* _Written task A_: Write out the entries starting with the line that contains "In the image provided above, locate tall grass." and continuing through the line that contains "[572,189,603,271]", including both of those lines. Omit the pictures from your copy.

* _Given text_:
How to Make Your Home More Green

photo via realtor.com

Global warming and the damages we are making on our environment have been a major concern the last few decades. These concerns have resulted in the creation of energy efficient appliances and products to help save energy costs and our environment. Along with the costs that can be saved when making a home energy efficient, people can now take advantage of tax incentives. Through the American Recovery and Reinvestment Act of 2009, federal tax incentives are now available. Updating a home with window insulation and heating/air-conditioning upgrades can all be classified as tax incentives. Here are some ways to make your home more green:

-          Watch the house temperature -          Replace the water heater tank with a tankless one -          Check house insulation -          Energy-efficient appliances -          Energy-efficient windows -          Low-flow plumbing fixtures -          Replace light bulbs with compact fluorescent light bulbs -          Unplug unused electric appliances (Electronics can consume almost as much energy when in standby mode) -          Use 100% post-consumer recycled paper for toilet paper, paper towels, etc. -          Install bamboo floors rather than hardwood. -          Use zero or low-VOC paint -          Use compost rather than synthetic fertilizers for your garden

For more ways to make your home more green or any questions, please get in touch with us by commenting on our Facebook!

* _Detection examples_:

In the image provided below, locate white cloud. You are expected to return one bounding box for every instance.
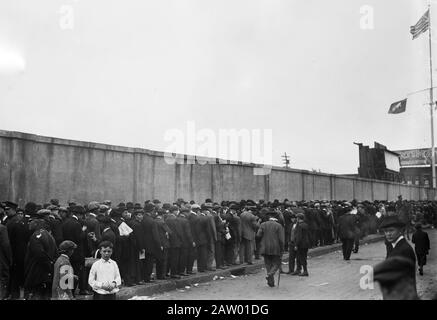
[0,44,26,75]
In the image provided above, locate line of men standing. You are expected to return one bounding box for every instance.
[0,199,429,299]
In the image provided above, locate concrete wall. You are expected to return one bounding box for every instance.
[0,130,435,205]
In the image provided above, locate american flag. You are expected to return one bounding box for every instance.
[410,9,429,40]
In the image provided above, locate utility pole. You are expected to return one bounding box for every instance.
[281,152,290,168]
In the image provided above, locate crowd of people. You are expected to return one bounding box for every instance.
[0,198,437,299]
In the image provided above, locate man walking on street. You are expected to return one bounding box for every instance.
[257,210,284,287]
[411,223,431,276]
[338,203,357,260]
[240,206,258,264]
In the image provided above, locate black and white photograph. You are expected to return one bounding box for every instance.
[0,0,437,308]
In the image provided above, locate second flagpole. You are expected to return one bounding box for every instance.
[428,3,436,189]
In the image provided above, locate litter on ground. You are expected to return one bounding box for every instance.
[128,296,156,300]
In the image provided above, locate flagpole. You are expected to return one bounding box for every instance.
[428,2,436,189]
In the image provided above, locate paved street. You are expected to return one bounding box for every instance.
[152,229,437,300]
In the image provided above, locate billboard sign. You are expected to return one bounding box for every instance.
[394,149,431,167]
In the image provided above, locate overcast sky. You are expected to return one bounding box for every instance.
[0,0,437,173]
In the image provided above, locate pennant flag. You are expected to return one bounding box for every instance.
[410,9,429,40]
[388,99,407,114]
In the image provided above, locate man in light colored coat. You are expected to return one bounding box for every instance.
[257,210,285,287]
[240,209,259,264]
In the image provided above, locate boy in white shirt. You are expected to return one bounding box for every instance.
[88,241,121,300]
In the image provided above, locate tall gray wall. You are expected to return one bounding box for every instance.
[0,130,435,205]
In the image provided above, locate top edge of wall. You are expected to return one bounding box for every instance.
[0,129,432,190]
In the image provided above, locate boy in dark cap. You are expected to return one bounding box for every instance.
[373,256,419,300]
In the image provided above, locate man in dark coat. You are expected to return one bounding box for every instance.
[373,256,419,300]
[194,208,212,272]
[293,213,311,276]
[187,203,200,274]
[129,208,146,284]
[24,219,58,300]
[47,205,64,246]
[142,203,164,282]
[165,206,183,279]
[256,210,284,287]
[0,224,12,300]
[338,204,357,260]
[380,215,416,263]
[214,209,226,269]
[411,223,431,276]
[240,210,259,264]
[5,201,30,299]
[84,201,101,258]
[155,209,172,280]
[177,207,196,276]
[225,204,241,265]
[62,205,89,296]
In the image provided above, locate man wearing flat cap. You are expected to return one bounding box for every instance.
[140,203,164,282]
[338,203,357,261]
[0,224,12,300]
[373,256,419,300]
[380,215,416,263]
[24,219,57,300]
[411,223,431,276]
[52,240,77,300]
[257,209,284,287]
[62,205,89,296]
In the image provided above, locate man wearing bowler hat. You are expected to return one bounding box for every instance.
[373,255,419,300]
[3,201,30,299]
[380,215,416,263]
[257,209,284,287]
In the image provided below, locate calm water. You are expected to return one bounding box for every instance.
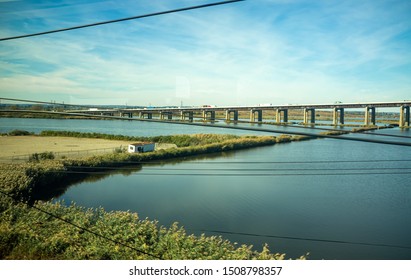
[0,119,411,259]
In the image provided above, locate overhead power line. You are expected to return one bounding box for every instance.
[0,0,245,41]
[199,229,411,250]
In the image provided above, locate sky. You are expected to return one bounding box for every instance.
[0,0,411,106]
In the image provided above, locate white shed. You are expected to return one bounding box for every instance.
[128,142,156,153]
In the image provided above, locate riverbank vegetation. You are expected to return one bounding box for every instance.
[0,132,308,259]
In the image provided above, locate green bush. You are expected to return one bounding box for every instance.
[29,152,55,162]
[8,129,33,136]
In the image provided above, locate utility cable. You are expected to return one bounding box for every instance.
[0,190,162,260]
[197,229,411,250]
[0,0,245,41]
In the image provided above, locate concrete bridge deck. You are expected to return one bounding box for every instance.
[70,101,411,127]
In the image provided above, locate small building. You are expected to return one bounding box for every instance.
[128,142,156,153]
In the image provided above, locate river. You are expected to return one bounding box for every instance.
[0,118,411,260]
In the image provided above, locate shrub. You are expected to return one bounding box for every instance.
[29,152,55,162]
[8,129,33,136]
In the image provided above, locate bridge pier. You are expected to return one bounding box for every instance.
[100,112,115,117]
[181,111,194,122]
[120,112,133,119]
[225,110,238,122]
[250,109,263,122]
[303,108,315,124]
[333,108,344,126]
[364,106,375,126]
[160,111,173,120]
[399,106,410,127]
[202,110,215,121]
[139,112,153,120]
[275,109,288,123]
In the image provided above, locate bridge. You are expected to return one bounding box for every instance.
[69,100,411,127]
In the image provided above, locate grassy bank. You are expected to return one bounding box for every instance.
[0,132,308,259]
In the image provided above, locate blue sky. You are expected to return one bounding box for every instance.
[0,0,411,106]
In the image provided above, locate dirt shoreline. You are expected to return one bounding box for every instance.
[0,135,131,162]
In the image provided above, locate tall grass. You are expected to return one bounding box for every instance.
[0,134,306,259]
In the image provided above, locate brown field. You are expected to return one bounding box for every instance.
[0,136,131,162]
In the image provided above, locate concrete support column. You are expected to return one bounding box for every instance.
[364,107,375,125]
[250,109,263,122]
[225,110,238,122]
[120,112,133,118]
[333,108,344,126]
[275,109,281,123]
[202,110,215,121]
[181,111,194,122]
[303,108,315,124]
[160,112,173,120]
[399,106,410,127]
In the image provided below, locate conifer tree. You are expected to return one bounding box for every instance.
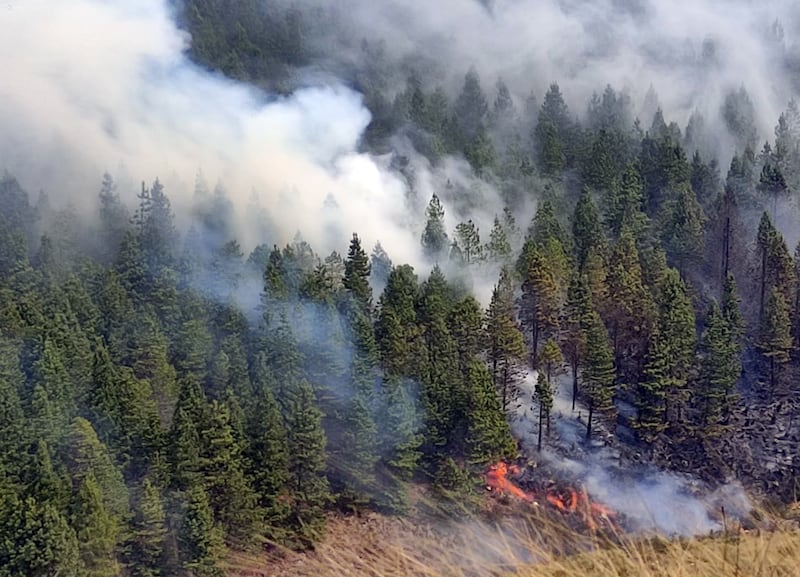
[71,471,119,577]
[285,381,330,546]
[179,485,225,577]
[572,188,603,271]
[246,383,289,538]
[698,301,742,435]
[637,269,696,438]
[0,494,83,577]
[583,312,615,440]
[422,193,449,261]
[520,245,561,368]
[561,275,593,411]
[485,216,511,264]
[129,478,167,577]
[198,401,259,546]
[757,288,792,392]
[535,372,553,451]
[466,359,516,464]
[486,269,526,411]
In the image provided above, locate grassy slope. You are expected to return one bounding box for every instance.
[223,498,800,577]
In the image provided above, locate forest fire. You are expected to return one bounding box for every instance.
[486,461,619,531]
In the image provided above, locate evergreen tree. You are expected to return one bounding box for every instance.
[486,269,526,411]
[128,479,167,577]
[0,494,83,577]
[71,471,119,577]
[179,485,225,577]
[466,360,516,464]
[756,288,792,392]
[561,275,593,411]
[520,244,561,368]
[583,312,615,440]
[286,381,330,546]
[246,383,289,539]
[343,234,372,312]
[637,269,696,440]
[485,216,512,264]
[422,194,449,261]
[698,301,742,435]
[535,372,553,451]
[455,219,483,265]
[572,189,603,271]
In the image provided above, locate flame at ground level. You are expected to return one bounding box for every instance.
[486,461,619,531]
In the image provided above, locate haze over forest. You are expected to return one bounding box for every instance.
[0,0,800,577]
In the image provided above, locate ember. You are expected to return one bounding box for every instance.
[486,461,534,503]
[486,461,619,532]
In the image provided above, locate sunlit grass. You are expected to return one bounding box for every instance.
[223,496,800,577]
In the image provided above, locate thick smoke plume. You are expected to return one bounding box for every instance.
[292,0,800,138]
[0,0,419,262]
[512,372,752,536]
[6,0,800,263]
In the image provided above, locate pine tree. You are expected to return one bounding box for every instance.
[466,360,516,464]
[128,479,167,577]
[520,246,561,368]
[455,219,483,265]
[486,269,526,411]
[343,234,372,312]
[198,401,259,546]
[286,381,330,546]
[756,288,792,392]
[637,269,696,437]
[0,494,83,577]
[485,216,511,264]
[422,194,449,261]
[179,485,225,577]
[561,275,593,411]
[246,383,289,539]
[535,372,553,451]
[572,188,603,271]
[71,471,119,577]
[334,393,378,507]
[583,312,615,440]
[698,301,742,435]
[375,265,419,375]
[167,377,208,491]
[534,84,571,177]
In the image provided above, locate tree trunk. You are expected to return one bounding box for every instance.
[572,359,578,413]
[586,400,594,441]
[536,403,544,452]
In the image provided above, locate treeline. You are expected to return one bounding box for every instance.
[0,175,517,575]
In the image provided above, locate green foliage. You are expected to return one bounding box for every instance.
[0,494,83,577]
[72,471,119,577]
[486,269,527,411]
[179,485,224,577]
[583,312,615,439]
[422,194,448,261]
[285,381,330,546]
[128,479,167,577]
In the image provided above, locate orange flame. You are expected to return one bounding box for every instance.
[486,461,618,531]
[486,461,534,503]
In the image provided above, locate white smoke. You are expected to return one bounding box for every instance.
[512,371,752,536]
[0,0,432,263]
[287,0,800,138]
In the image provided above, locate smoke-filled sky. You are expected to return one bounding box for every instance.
[0,0,799,262]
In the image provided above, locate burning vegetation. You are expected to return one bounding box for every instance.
[486,461,624,533]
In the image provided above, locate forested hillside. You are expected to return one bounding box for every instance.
[0,0,800,577]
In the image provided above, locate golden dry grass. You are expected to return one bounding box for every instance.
[229,498,800,577]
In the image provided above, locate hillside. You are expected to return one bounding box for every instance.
[0,0,800,577]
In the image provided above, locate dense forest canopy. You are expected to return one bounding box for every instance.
[0,0,800,576]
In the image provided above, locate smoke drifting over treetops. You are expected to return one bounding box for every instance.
[0,0,799,263]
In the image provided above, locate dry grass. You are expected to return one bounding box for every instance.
[229,504,800,577]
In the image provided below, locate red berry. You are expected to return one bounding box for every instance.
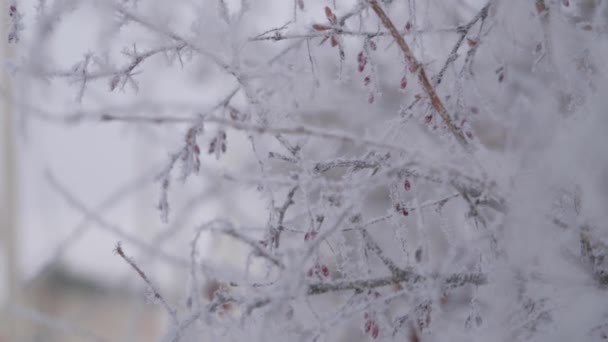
[403,179,412,191]
[399,76,407,89]
[372,323,380,339]
[321,265,329,277]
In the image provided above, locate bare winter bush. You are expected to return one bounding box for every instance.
[8,0,608,342]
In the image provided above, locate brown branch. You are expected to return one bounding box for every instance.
[307,270,487,295]
[369,0,468,146]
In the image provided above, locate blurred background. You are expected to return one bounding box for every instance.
[0,0,592,342]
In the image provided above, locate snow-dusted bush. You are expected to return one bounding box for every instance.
[9,0,608,342]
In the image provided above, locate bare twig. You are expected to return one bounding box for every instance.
[114,242,179,325]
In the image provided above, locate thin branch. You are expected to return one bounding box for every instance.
[46,171,189,267]
[359,228,405,278]
[114,242,179,326]
[433,2,490,87]
[249,27,462,42]
[307,270,487,295]
[197,220,285,269]
[369,0,468,146]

* _Written task B_:
Using the article on making a home greener, answer these:
(i) Which 2009 law made federal tax incentives available?
(ii) What type of floor does the list suggest installing instead of hardwood?
(iii) What does the list suggest using in the garden in place of synthetic fertilizers?

* _Task response A_:
In the image provided above, locate tall grass. You are expected to return one bounding box for every instance.
[0,134,306,259]
In the image provided above, locate brown field. You are expected to return one bounding box for every instance.
[0,136,131,162]
In the image provided above, locate concrete support column. You are expected to return one bounding box for every instance.
[364,107,375,125]
[250,109,263,122]
[225,110,238,122]
[120,112,133,118]
[333,108,344,126]
[275,109,281,123]
[202,110,215,121]
[181,111,194,122]
[303,108,315,124]
[160,112,173,120]
[399,106,410,127]
In the image provided below, locate conifer tree. You are expected to return one bounding box for every instance.
[71,471,119,577]
[285,381,330,546]
[179,485,225,577]
[572,188,603,271]
[246,383,289,538]
[698,301,742,435]
[637,269,696,438]
[0,494,83,577]
[583,312,615,440]
[422,193,449,261]
[520,245,561,368]
[561,275,593,411]
[485,216,511,264]
[129,478,167,577]
[198,401,259,546]
[757,288,792,392]
[535,372,553,451]
[466,359,516,464]
[486,269,526,411]
In the image provided above, locate grassy slope. You are expected to return one bounding box for every instance.
[223,498,800,577]
In the image provided above, locate forest fire. You are expected to return one bounding box for every instance.
[486,461,619,531]
In the image provided above, locate evergreen tree. You are expected to return one bounding box for every instance.
[486,269,526,411]
[128,479,167,577]
[0,494,83,577]
[71,471,119,577]
[179,485,225,577]
[466,360,516,464]
[756,288,792,392]
[561,275,593,411]
[520,244,561,368]
[583,312,615,440]
[286,381,330,546]
[246,383,289,539]
[343,234,372,312]
[637,269,696,440]
[485,216,512,264]
[422,194,449,261]
[698,301,742,435]
[535,372,553,451]
[455,219,483,265]
[572,189,603,271]

* _Task response B_:
(i) The American Recovery and Reinvestment Act of 2009
(ii) Bamboo floors
(iii) Compost